**Work to be completed**
Reproduce the entire listing below verbatim.

►

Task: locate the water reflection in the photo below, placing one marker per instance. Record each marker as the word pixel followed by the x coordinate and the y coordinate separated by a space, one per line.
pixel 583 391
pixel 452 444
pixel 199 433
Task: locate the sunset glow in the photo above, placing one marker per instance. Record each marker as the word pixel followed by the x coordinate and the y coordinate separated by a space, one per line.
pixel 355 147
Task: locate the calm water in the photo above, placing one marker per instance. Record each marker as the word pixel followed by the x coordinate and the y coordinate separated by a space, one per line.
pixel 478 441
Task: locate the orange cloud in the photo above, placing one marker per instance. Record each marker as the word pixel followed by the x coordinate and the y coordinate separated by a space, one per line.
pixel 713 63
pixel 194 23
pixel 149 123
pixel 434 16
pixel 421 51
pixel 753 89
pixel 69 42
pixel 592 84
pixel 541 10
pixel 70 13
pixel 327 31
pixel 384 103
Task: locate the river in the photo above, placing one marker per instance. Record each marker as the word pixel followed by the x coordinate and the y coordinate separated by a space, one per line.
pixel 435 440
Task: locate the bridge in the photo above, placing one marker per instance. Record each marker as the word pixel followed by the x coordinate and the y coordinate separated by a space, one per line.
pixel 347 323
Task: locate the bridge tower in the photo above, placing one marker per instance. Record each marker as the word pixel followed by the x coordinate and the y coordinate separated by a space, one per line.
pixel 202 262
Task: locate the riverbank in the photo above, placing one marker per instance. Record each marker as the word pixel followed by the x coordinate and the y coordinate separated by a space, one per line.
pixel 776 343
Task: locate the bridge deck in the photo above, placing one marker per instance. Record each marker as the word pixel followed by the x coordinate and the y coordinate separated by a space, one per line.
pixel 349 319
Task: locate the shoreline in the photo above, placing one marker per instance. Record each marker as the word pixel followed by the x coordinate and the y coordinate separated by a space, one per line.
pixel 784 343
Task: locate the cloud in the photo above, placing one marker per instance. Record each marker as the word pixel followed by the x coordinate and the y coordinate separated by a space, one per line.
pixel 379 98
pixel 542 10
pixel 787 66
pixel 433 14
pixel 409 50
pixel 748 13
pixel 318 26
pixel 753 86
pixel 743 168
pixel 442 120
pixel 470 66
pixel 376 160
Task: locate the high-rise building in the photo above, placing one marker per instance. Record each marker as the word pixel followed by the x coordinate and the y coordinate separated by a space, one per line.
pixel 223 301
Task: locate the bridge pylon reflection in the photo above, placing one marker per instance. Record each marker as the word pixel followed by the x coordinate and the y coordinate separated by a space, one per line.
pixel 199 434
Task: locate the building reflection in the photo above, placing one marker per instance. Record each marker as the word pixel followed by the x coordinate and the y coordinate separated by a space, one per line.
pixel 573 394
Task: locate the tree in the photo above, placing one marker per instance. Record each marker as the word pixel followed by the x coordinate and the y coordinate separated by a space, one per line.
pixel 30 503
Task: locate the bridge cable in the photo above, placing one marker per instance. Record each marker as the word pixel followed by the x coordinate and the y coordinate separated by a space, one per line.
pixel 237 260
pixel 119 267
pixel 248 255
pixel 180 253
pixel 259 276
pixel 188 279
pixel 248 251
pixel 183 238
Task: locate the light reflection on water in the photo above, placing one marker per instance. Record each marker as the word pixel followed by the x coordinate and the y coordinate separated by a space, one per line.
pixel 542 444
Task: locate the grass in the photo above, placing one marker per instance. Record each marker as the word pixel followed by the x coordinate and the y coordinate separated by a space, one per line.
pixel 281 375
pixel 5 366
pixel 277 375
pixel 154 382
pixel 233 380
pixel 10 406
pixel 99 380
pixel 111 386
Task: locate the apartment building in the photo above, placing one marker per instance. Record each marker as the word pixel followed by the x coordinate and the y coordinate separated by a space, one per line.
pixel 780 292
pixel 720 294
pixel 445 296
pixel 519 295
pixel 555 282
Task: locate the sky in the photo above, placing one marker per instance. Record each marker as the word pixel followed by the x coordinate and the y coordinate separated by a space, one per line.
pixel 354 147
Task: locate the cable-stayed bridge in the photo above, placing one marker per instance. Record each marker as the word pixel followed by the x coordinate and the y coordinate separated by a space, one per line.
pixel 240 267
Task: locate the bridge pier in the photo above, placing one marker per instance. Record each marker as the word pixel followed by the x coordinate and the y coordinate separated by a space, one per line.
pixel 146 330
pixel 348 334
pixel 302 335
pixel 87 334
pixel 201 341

◄

**Exercise output**
Task: locate the water reflection in the photo below, placing one marker per instance. Record each marker as the word pixel followed by the x coordinate and the y coordinate separated by a space, one per line.
pixel 583 391
pixel 452 444
pixel 199 433
Task: locate the sunset glow in the photo above, placing one marker per instance. Record each marker as the word pixel followed by the x coordinate and the y coordinate separated by a space, one per line.
pixel 355 147
Task: locate the calm water in the photo above, placing one marker per instance. Record each marker as the word pixel followed by the x coordinate and the y coordinate separated by a space, one per line.
pixel 478 441
Task: locate the orange cloud in the photo above, placing one marker per instance. Record each marker as the word pixel followed by the x coordinate and the y coordinate separated by a space, one per line.
pixel 713 63
pixel 194 23
pixel 149 123
pixel 434 16
pixel 421 51
pixel 753 89
pixel 69 42
pixel 592 84
pixel 541 10
pixel 70 13
pixel 327 31
pixel 384 103
Task: locate the river in the photo above, placing one marker per instance. Record each marker as the word pixel followed by the x coordinate and the y coordinate separated by a space, one per line.
pixel 435 440
Task: locate the bridge in the photo above, placing one marker per instance. Record each marker as the word pixel followed by the x coordinate and the y coordinate separated by a space, one per line.
pixel 347 323
Task: locate the bridge tower in the photo above, placing one marker per instance. Record each marker as the word pixel followed by the x coordinate and the y coordinate separated by a space, one per line.
pixel 202 262
Task: locate the riverbank in the photo above, placing one marker per instance. Record each marker as the word pixel followed by the x coordinate and the y coordinate separated by a space, one per line.
pixel 776 343
Task: locate the bridge deck in the photo above, placing one marker per instance. Record each marker as the word pixel followed by the x coordinate and the y coordinate separated by a space, one per line.
pixel 349 319
Task: locate the shoreline in the photo above, placing one marker per instance. Record each marker as the word pixel followed by the x coordinate and the y coordinate separated by a space, one per line.
pixel 784 343
Task: locate the cloud in the photo above, placing one marker per instance. Record each marker as the word pixel followed by the x coordinate and the y coordinate separated by a space, one per line.
pixel 379 98
pixel 542 10
pixel 787 66
pixel 433 14
pixel 409 50
pixel 748 13
pixel 318 26
pixel 753 86
pixel 743 168
pixel 442 120
pixel 470 66
pixel 376 160
Task: locate the high-rise building in the photo above, placing one marker per instance. Record each marker as the word pixel followed by the x coordinate and the y coordinate separated by a space, one per line.
pixel 223 301
Task: locate the bridge pylon reflection in the photo above, placing one marker per instance. Record each marker as the word pixel followed by the x coordinate and the y coordinate separated by a space, one per line.
pixel 199 434
Task: locate the building reflection in the photo above, placing one marker per instance. Record each marker as the word pixel followed by the x coordinate and the y coordinate separated by a space, one per line.
pixel 573 394
Task: locate the tree in the photo above, placing one marker per instance. Record each marker as the word pixel followed by the x coordinate and the y coordinate separated by a space, one per line.
pixel 30 503
Task: locate the bridge cable in the photo above, placing one marker per instance. Record each marker as the word pixel followed by the x coordinate and the y coordinate separated by a space, one per line.
pixel 237 260
pixel 119 267
pixel 248 255
pixel 180 253
pixel 259 276
pixel 188 279
pixel 248 251
pixel 183 238
Task: locate the light reflection on water in the photo above, placing one marker per instance. Record each marker as the word pixel followed by the x coordinate and the y coordinate separated by a space, one per line.
pixel 542 444
Task: locate the grass in the photo above, placing one marker per instance. Record each marker as the word pixel followed by the x coordinate and the y coordinate separated by a space, one per line.
pixel 281 375
pixel 5 366
pixel 277 375
pixel 154 382
pixel 233 380
pixel 10 406
pixel 99 380
pixel 111 386
Task: locate the apartment building in the photo above, placing one marker per instance. Record each marker as the word pixel followed by the x coordinate and the y coordinate separated by a space, one per line.
pixel 780 292
pixel 720 294
pixel 445 296
pixel 519 295
pixel 555 282
Task: locate the sky in the photo above, placing one marker per instance. Record each marker as the word pixel followed by the x coordinate and the y coordinate separated by a space, one per line.
pixel 354 147
Task: locate the cable-stayed bridge in the photo above, placing one marker per instance. Record each marker as the word pixel followed by the x coordinate and the y coordinate separated by a space, one per line.
pixel 240 267
Task: locate the bridge pier in the photo above, placing one marker per instance. Record each marker as the word pixel followed by the x coordinate and the y coordinate separated by a space, one per line.
pixel 146 330
pixel 348 334
pixel 302 335
pixel 87 334
pixel 201 341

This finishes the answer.